**What the task requires:**
Answer these questions about the post below on making constant memory opt-in, one per line:
1. What does the post now make the default for constant memory?
2. Which annotation still lets code be placed in constant memory manually?
3. When does spilling currently happen?

**Source excerpt:**

※

Make constant memory opt-in, spill large statics to global memory #217

LegNeato · 2025-05-26T02:15:53Z

I've decided to default to not using constant memory with an opt-in flag. Later when we are smarter we can flip the flag by default and/or make it a no-op. One can still annotate code with #[cuda_std::address_space(constant)] to place it manually., this flag only affects automatic placement by the codegen backend.

Using this flag / turning on constant memory can blow up as constant memory placing logic isn't fully correct. Ideally we keep track of what we have put into constant memory and when it is filled up spill instead of only spilling when a static is too large on its own. We'll also probably want some packing strategy controlled by the user...for example, if you have one large static and many small ones, you might want the small ones to all be in constant memory or just the big one depending on your workload. We need some design work around this, and the design shouldn't require code to be annotated to support third party non-GPU-aware libraries.

※

**Source material:**
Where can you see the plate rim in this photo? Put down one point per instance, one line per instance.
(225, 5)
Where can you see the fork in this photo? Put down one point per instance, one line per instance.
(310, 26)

※

**Worked solution:**
1. Not using constant memory, with an opt-in flag to turn it on.
2. #[cuda_std::address_space(constant)]
3. Only when a static is too large on its own.